### Exercise description
The line containing "of the french" marks the start; return it and every line after it in the listing below, exactly, through the last.

[begin Exercise inputs]

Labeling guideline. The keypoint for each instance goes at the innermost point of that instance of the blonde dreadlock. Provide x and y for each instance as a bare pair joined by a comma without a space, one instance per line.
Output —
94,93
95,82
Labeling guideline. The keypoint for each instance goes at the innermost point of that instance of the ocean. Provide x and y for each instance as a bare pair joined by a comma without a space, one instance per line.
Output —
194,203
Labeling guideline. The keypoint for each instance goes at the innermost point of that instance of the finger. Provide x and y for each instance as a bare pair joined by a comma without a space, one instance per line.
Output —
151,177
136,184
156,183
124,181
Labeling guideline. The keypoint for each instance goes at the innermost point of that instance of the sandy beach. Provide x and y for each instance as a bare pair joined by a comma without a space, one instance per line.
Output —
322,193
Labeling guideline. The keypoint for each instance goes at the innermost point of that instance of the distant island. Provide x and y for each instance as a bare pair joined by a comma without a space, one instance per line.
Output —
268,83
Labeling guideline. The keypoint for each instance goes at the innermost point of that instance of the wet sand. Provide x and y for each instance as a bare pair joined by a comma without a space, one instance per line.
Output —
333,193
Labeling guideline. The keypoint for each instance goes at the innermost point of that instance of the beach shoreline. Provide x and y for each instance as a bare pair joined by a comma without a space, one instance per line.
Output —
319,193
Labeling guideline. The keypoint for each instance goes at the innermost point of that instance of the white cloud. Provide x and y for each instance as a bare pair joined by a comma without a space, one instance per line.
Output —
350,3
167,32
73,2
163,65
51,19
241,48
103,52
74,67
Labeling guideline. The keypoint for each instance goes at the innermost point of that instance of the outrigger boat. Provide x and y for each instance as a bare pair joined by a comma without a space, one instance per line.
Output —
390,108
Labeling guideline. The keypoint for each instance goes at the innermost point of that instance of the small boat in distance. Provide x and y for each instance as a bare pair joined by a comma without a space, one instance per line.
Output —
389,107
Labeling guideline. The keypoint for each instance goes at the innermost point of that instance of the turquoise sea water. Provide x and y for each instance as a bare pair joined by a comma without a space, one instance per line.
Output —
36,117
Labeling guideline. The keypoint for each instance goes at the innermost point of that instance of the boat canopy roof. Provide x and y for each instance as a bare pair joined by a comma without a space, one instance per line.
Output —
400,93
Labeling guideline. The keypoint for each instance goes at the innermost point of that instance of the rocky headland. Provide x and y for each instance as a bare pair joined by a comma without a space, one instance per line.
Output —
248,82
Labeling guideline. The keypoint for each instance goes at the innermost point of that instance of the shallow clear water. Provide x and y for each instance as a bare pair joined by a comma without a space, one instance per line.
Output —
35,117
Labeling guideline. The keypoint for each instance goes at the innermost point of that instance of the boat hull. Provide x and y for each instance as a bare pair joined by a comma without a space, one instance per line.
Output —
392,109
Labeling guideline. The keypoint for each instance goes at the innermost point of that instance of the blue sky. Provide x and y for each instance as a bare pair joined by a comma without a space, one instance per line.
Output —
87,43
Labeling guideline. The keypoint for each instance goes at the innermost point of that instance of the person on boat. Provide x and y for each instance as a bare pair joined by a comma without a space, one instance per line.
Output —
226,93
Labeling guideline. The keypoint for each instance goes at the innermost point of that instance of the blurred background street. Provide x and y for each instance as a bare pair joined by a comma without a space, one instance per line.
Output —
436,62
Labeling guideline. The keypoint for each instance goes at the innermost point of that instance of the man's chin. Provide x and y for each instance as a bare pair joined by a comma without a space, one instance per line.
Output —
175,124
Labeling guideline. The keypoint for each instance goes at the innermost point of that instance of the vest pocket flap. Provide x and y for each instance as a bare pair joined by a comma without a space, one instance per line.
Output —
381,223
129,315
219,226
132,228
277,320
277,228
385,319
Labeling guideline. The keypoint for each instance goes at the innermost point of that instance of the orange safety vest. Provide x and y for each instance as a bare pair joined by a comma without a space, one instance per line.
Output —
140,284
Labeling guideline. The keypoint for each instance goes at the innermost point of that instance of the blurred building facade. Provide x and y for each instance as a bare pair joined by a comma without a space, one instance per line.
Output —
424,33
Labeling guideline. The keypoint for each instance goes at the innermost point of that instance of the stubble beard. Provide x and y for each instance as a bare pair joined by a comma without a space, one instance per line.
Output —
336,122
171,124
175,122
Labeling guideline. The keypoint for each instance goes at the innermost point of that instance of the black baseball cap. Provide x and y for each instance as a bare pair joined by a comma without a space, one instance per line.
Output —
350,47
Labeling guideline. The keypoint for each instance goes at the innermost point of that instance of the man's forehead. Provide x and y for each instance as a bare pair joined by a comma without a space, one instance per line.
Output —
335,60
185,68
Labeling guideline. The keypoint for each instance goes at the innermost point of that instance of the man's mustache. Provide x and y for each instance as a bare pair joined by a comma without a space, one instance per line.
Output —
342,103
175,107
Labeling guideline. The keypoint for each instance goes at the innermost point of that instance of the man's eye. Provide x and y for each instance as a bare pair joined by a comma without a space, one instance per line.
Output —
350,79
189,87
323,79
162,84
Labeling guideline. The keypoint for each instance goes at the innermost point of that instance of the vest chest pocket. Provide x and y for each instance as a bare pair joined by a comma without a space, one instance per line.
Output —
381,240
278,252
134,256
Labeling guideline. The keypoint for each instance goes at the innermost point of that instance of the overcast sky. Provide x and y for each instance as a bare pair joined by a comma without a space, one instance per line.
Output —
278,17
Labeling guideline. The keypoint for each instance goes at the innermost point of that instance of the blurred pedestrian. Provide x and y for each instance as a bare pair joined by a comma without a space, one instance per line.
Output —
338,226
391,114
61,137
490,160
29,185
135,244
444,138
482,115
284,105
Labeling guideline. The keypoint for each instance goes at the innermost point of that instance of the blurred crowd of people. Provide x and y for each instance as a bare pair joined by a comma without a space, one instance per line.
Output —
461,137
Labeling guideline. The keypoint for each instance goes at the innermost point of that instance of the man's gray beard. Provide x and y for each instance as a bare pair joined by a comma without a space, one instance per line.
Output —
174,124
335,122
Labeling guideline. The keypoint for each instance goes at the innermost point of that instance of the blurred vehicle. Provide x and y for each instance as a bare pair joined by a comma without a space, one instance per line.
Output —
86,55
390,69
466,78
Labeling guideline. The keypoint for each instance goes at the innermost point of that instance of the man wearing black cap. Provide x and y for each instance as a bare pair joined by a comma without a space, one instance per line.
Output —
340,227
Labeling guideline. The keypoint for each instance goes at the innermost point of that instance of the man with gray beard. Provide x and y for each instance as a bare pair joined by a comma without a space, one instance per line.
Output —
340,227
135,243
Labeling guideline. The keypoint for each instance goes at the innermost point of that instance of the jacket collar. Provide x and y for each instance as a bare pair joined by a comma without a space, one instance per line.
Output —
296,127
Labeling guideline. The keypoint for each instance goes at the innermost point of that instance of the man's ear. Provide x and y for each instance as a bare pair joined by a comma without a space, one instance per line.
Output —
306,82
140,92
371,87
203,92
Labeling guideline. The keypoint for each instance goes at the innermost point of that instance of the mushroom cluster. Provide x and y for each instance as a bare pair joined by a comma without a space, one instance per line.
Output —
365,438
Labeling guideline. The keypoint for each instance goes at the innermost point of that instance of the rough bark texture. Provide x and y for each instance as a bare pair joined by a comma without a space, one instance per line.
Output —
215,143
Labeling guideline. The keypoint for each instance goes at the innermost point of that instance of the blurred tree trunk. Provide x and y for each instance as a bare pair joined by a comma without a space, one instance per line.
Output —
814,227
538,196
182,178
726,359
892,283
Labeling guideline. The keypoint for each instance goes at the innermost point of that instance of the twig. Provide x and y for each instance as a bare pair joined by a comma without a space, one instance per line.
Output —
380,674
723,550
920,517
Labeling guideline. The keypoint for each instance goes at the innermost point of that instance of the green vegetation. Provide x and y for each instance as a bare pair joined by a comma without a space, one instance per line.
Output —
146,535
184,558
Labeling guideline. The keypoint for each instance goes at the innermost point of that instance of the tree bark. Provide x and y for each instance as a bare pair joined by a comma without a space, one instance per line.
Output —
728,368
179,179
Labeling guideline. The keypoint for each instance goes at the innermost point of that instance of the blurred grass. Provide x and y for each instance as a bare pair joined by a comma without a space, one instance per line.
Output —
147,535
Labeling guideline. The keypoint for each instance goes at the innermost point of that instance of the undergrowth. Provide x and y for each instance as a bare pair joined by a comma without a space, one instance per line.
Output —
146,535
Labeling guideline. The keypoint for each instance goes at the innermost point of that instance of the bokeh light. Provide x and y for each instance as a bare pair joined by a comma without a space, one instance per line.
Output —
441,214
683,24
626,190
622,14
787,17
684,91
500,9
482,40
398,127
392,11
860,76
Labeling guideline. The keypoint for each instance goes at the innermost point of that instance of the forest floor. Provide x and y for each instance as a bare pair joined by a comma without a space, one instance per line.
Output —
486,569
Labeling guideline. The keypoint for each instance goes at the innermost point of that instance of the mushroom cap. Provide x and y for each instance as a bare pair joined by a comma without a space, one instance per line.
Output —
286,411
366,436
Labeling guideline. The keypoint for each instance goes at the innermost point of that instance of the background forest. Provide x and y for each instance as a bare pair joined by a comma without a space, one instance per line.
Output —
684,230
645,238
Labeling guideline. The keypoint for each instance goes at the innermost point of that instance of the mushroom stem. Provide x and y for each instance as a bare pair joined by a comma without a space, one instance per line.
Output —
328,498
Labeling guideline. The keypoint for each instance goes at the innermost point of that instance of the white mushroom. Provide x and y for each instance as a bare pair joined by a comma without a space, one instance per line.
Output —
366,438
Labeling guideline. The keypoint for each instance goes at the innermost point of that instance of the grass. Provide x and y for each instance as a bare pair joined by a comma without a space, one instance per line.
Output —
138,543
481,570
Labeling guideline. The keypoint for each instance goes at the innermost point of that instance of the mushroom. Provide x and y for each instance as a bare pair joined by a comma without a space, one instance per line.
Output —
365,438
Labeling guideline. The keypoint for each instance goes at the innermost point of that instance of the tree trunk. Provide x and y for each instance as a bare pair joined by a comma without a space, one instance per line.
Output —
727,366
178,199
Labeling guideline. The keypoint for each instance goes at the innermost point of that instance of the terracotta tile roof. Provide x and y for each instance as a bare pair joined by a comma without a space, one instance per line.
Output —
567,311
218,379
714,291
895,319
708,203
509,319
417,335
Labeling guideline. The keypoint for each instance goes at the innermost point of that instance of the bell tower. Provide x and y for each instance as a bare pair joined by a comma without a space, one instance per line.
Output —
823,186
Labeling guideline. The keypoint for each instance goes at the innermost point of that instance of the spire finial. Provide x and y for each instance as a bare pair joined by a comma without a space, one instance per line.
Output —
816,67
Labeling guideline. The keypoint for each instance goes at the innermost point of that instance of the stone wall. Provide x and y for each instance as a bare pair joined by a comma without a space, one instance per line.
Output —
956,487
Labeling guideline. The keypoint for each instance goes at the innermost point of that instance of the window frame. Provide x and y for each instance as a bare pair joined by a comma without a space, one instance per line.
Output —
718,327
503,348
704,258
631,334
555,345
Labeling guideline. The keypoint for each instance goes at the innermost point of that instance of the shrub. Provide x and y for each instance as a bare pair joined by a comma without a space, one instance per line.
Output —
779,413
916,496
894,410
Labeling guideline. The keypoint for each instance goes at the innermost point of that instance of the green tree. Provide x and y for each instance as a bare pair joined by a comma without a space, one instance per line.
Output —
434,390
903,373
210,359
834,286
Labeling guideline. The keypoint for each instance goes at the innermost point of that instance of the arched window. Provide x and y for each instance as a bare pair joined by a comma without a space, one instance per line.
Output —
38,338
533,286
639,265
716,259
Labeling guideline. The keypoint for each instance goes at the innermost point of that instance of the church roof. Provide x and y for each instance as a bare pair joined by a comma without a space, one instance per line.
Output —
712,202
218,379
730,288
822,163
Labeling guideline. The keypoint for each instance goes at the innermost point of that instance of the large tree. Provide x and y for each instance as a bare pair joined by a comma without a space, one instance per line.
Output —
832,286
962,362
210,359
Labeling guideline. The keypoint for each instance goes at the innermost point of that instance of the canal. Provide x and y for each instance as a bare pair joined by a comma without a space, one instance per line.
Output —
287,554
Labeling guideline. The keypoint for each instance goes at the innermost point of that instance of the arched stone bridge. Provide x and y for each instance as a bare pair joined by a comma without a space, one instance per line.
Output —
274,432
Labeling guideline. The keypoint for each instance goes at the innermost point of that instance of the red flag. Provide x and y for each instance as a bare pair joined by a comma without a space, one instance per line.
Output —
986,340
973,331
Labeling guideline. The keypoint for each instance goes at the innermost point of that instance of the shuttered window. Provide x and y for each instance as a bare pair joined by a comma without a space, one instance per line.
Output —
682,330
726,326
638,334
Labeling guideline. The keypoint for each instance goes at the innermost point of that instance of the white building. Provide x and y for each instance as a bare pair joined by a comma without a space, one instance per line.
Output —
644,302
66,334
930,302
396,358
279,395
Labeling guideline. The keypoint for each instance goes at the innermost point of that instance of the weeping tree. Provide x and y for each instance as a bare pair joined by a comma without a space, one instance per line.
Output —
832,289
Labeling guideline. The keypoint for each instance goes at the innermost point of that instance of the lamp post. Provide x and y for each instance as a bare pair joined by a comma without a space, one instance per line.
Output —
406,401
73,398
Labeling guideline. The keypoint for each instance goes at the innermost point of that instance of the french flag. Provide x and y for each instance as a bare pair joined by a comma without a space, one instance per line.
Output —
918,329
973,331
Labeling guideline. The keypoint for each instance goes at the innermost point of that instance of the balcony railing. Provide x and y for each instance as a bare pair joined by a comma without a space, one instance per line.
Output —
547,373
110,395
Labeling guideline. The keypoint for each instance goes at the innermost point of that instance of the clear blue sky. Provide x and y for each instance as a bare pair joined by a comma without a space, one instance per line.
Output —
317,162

[end Exercise inputs]

### Task response
Labeling guideline. The keypoint for each instance goes at the innermost point of that instance of the french flag. Provide x and y for each instance as a bare pair joined by a comma without a space, one instance per line.
Output —
918,329
973,331
Labeling guideline. The keypoint for each instance goes at the innermost point of that instance of the balcony railing. Provide x and y for each instance as a bare pair joined by a comma without a space, one instance per line.
Output —
547,373
110,395
Labeling guideline. The keypoint for each instance goes at the innermost point of that instance of the clear blue sky. Provide x and y for each instance as a bare pair joined by a comma without a space, one instance per line.
Output —
317,162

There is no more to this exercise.